EXCERPT PROVIDED:
- - - -

CAESAR SALAD DAYS
This is a story about choices, creativity, personal power, and a salad. Specifically, the Caesar salad from the 1967 Joy of Cooking.
My mother made this salad table side at a dinner party in our home during her wilder bachelorette days. It had been an adults only dinner party and though I’d been banished to my bedroom for the evening I’d snuck downstairs for a view of the procedure which I still remember well. I crouched behind a chair in our brightly lit living room and peered into the adjacent dining room which was almost completely dark. I could still make out my mother’s form as she stood in front of a group of unrecognizable guests and ceremoniously cracked an egg into a large wooden salad bowl.
The idea of a salad that was so fancy that it had to be made in a nearly dark table-side ritual intrigued me. I later asked my mother to make it for my brother and I. When I finally tasted it, the splash of the vinegar mixed with the saltiness of the anchovies and Parmesan shocked my system and blew my mind. As I drank the dressing that remained on the plate after the salad was gone, I remember being surprised by the strength of my conviction. I’d found something that I liked that wasn’t based on anyone else’s expectations of me.
Like most children, my life experiences were determined by my parents. I was forced to live where they said, eat what they cooked and experience the chaos of their daily personal dramas without question, or comment. I had very little control over my experience.
Now, for the first time I was becoming aware of my personal taste. This dish… a salad, stood out from everything else. It was something that I enjoyed more than ice cream, or steak, or most of the other dishes I was subjected to.

- - - -

SUPPLIED INFORMATION:

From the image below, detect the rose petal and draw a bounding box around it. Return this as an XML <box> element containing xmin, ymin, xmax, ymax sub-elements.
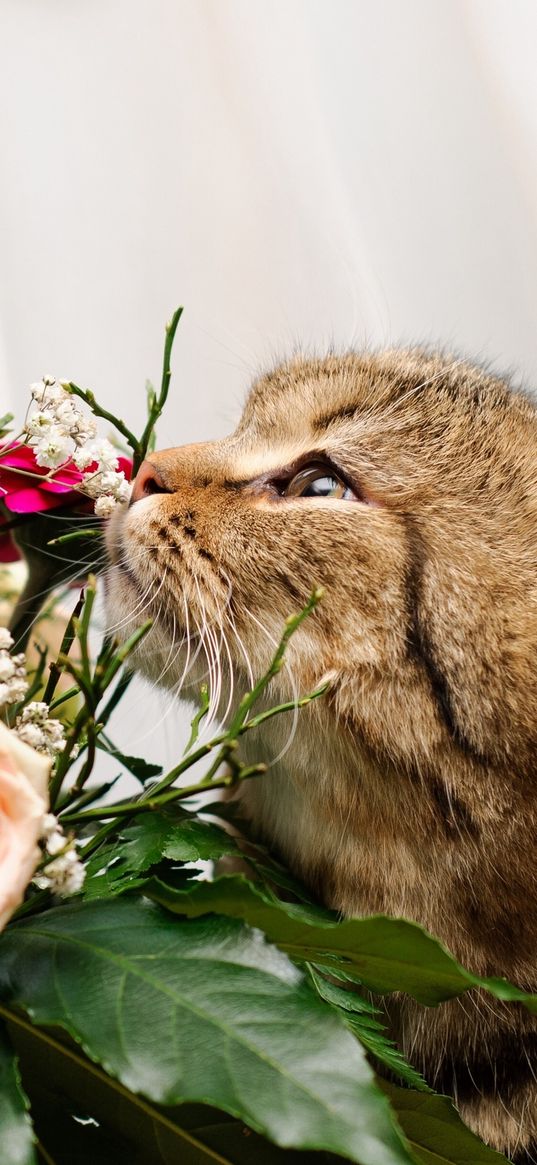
<box><xmin>0</xmin><ymin>528</ymin><xmax>21</xmax><ymax>563</ymax></box>
<box><xmin>2</xmin><ymin>486</ymin><xmax>65</xmax><ymax>514</ymax></box>
<box><xmin>0</xmin><ymin>722</ymin><xmax>50</xmax><ymax>930</ymax></box>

- - - -

TO DO:
[A] Rewrite the passage from the Caesar salad story starting with "Like most children, my" and going on through "was subjected to.", putting "chocolate cake" in place of "ice cream".
[B] Condense the paragraph of the Caesar salad story that begins "Like most children" into a shorter version that keeps its main facts.

EXPECTED OUTPUTS:
[A]
Like most children, my life experiences were determined by my parents. I was forced to live where they said, eat what they cooked and experience the chaos of their daily personal dramas without question, or comment. I had very little control over my experience.
Now, for the first time I was becoming aware of my personal taste. This dish… a salad, stood out from everything else. It was something that I enjoyed more than chocolate cake, or steak, or most of the other dishes I was subjected to.

[B] As a child, my parents decided my experiences: where I lived, what I ate, and their daily personal dramas, which I had to accept without question or comment. I had little control over my life.